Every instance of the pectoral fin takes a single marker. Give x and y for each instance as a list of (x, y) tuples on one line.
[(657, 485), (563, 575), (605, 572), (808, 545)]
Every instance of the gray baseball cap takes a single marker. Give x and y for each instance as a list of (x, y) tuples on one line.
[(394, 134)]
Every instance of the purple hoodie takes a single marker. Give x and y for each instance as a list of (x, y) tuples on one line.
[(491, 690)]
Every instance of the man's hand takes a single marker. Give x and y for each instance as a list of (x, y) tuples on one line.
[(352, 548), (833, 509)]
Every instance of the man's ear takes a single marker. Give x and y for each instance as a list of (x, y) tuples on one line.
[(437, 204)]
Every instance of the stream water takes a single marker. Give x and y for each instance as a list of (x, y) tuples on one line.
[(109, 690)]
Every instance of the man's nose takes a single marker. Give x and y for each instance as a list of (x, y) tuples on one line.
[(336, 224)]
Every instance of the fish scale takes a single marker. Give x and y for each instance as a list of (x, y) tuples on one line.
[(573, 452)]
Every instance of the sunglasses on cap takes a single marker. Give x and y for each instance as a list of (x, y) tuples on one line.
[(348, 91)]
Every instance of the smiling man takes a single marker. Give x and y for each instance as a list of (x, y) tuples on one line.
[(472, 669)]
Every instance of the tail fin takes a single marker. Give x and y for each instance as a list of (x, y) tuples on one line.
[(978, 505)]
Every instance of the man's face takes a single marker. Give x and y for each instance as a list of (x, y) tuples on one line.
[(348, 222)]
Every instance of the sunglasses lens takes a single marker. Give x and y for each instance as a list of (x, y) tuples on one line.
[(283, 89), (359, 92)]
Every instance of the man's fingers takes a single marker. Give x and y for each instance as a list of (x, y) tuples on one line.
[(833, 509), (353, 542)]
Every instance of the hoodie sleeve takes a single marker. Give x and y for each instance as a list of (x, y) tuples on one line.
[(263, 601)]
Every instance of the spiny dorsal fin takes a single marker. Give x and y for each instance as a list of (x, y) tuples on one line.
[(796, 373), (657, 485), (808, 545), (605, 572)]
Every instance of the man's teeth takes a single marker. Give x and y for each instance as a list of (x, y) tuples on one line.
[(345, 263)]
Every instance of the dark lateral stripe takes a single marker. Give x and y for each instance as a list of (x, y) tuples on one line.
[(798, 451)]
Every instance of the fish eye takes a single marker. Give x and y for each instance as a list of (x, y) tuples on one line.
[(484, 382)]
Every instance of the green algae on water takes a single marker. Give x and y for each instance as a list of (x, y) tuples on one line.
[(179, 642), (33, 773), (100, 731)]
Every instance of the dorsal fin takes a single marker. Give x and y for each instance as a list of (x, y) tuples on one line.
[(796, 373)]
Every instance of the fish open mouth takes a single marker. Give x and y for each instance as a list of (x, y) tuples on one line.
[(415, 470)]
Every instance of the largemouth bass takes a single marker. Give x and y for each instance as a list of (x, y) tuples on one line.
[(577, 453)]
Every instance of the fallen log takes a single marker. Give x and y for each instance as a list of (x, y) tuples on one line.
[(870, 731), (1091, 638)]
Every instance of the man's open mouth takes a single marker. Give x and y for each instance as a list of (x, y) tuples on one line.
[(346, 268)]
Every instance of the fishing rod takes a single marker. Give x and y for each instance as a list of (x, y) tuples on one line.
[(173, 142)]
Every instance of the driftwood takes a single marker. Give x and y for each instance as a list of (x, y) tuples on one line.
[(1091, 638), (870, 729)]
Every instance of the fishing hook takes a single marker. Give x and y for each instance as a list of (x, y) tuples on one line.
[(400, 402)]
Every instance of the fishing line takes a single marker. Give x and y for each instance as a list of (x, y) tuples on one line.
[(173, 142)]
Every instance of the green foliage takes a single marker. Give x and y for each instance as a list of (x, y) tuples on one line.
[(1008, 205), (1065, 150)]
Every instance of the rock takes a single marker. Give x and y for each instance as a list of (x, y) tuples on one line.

» Exercise brief
Reformat every line of the entries above as a Markdown table with the columns "Index" and "Line", numbering each row and omitting blank lines.

» Response below
| Index | Line |
|---|---|
| 1 | Every instance of the pectoral fin takes a single marker. Give x and y for each instance as a list of (x, y) tuples on one line. |
| 2 | [(657, 485), (563, 575), (605, 572), (808, 545)] |
| 3 | Every instance of the gray baseball cap takes a single marker. Give x and y for each instance as a list of (x, y) tuples on one line. |
| 4 | [(394, 134)] |
| 5 | Every instance of the purple hoodie takes a single marker. Give x and y for each instance as a list of (x, y) tuples on one line. |
| 6 | [(491, 690)] |
| 7 | Every instance of the man's hand takes a single marker. Give x and y for each instance as a list of (x, y) tuples on one line. |
| 8 | [(352, 548), (833, 509)] |
| 9 | Every instance of the man's ear takes a single marker. Give x and y for each instance as a list of (x, y) tuples on one line. |
| 10 | [(437, 204)] |
| 11 | Every instance of the stream water takes a single marker. Give x and y for each instance as a list of (x, y) tuples on one line. |
| 12 | [(109, 690)] |
| 13 | Every instance of the man's nose takes a single marker. Give x and y for each instance as a list of (x, y) tuples on one line. |
| 14 | [(336, 224)] |
| 15 | Every instance of the fish scale takes a single marker. Give x and y for each instance as a list of (x, y) tuples on one line. |
| 16 | [(573, 452)] |
| 17 | Every instance of the sunglasses on cap takes a single marker. Give x and y for each instance as a list of (x, y) tuples on one line. |
| 18 | [(348, 91)] |
| 19 | Every instance of the smiling man takes a single marker. Give x and y for each instance as a list of (x, y) tuples on one line. |
| 20 | [(472, 669)] |
| 21 | Every instance of the tail fin takes a single marker. Give x and y for each instance as a list of (x, y) tuples on one line. |
| 22 | [(978, 505)] |
| 23 | Every instance of the man's face takes a single marker. Give x and y for each instance as a list of (x, y) tuples on one line. |
| 24 | [(348, 222)] |
| 25 | Every instance of the sunglasses lens takes a single marker. Give x and y for each instance as a list of (x, y) tuples on one line. |
| 26 | [(283, 89), (359, 92)] |
| 27 | Every instance of the man's fingers takes a single marker. Give x and y for each instance as a list of (x, y) tuples on one line. |
| 28 | [(833, 509), (353, 542)] |
| 29 | Every instance of the hoodie sleeve takes a single marker. Give x and y for each instance as a list of (x, y) tuples on one line. |
| 30 | [(263, 601)] |
| 31 | Every instance of the spiny dorsal fin takes a single marker. Give x and y for each instance as a list of (x, y) tuples on one line. |
| 32 | [(796, 373), (657, 485), (808, 545), (605, 572)] |
| 33 | Every instance of the man's teeth takes a single marker. Give x and y for each instance as a list of (x, y) tuples on one line. |
| 34 | [(345, 263)] |
| 35 | Every instance of the dark lateral stripe takes a single marker. Give x and y for each instance as a list of (x, y) tuples on one line. |
| 36 | [(798, 451)] |
| 37 | Every instance of the fish eye takes a single marker. Give x and y for each instance as a list of (x, y) tuples on one line. |
| 38 | [(484, 382)] |
| 39 | Every instance of the green algae on water takes a single marker. Give x and y for each instance as a list of (x, y) tuples on one line. |
| 40 | [(179, 642), (33, 773), (100, 731)] |
| 41 | Every instance of the dorsal fin takes a single marker. Give x and y for each instance as a list of (x, y) tuples on one line. |
| 42 | [(796, 373)] |
| 43 | Every instance of the fish open mouth takes a single marker. Give x and y for each instance as a list of (x, y) tuples on one line. |
| 44 | [(415, 470)] |
| 45 | Every instance of the largemouth bass takes a single marker. Give x and y for each instance as a list of (x, y) tuples on one line. |
| 46 | [(577, 453)] |
| 47 | Every instance of the fallen log takes a single marker. Give x and y for each instance as a list of (x, y) tuples on one line. |
| 48 | [(870, 731), (1091, 638)] |
| 49 | Every instance of the man's open mouth takes a single marker. Give x and y for each instance as a list of (x, y) tuples on one line. |
| 50 | [(346, 268)] |
| 51 | Every instance of the fishing rod takes a single marker. Give x and y for each instance as a list of (x, y) tuples on one line. |
| 52 | [(173, 142)] |
| 53 | Every instance of the driftwood takes a single marker. Give x and y for each instance as a list of (x, y) tuples on one line. |
| 54 | [(1091, 638), (870, 729)] |
| 55 | Every instance of the fishing hook takes a single marker. Give x and y for each instance as a list of (x, y) tuples on one line. |
| 56 | [(400, 402)] |
| 57 | Every instance of the fishing line takes a single marker. Give x and y for each instance as a list of (x, y) tuples on one line. |
| 58 | [(173, 142)] |
| 59 | Every instance of the green foliage takes a single marker. Give x and y for each instance as a list of (x, y) tuples on one line. |
| 60 | [(1008, 205), (1065, 150)] |
| 61 | Every instance of the rock takes a single marker. Give x and y for each instance as a list of (x, y) tuples on one line. |